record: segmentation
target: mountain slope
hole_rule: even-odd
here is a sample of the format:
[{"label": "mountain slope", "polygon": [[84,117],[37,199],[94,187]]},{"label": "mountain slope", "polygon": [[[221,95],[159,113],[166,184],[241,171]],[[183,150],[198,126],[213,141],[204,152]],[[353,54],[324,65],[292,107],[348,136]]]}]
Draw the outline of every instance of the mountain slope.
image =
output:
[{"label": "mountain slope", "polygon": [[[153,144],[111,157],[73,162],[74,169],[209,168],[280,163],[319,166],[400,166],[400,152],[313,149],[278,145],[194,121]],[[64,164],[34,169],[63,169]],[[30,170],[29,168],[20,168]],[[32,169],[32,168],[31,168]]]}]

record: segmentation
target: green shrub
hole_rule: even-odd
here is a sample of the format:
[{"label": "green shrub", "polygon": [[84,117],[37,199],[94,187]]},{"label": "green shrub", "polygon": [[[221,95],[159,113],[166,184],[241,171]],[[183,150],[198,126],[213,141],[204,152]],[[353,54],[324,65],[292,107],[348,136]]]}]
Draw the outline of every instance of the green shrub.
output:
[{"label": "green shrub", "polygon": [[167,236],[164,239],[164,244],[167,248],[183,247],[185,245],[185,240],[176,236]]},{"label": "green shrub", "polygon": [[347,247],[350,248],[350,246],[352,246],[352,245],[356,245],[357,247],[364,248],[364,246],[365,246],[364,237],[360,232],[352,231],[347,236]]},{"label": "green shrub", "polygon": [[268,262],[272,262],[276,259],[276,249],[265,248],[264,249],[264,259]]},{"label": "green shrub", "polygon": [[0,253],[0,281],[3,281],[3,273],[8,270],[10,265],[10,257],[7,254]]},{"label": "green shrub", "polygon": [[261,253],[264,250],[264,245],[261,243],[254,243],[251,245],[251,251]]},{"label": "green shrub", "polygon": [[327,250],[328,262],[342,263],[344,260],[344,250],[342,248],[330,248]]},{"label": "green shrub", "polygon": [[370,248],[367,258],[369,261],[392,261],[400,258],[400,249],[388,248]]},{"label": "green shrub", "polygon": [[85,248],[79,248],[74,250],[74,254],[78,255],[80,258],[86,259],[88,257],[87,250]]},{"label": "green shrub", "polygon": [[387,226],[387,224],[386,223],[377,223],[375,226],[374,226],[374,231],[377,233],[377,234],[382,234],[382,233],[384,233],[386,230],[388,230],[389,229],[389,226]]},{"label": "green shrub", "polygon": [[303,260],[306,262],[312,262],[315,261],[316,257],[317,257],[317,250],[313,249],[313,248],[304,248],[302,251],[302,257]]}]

TO BE DONE » Find every line in the entries that contains the string "instance" and copy each of those lines. Case counts.

SOLUTION FOR THIS EXERCISE »
Draw the outline of every instance of the mountain slope.
Draw the outline of every instance of the green shrub.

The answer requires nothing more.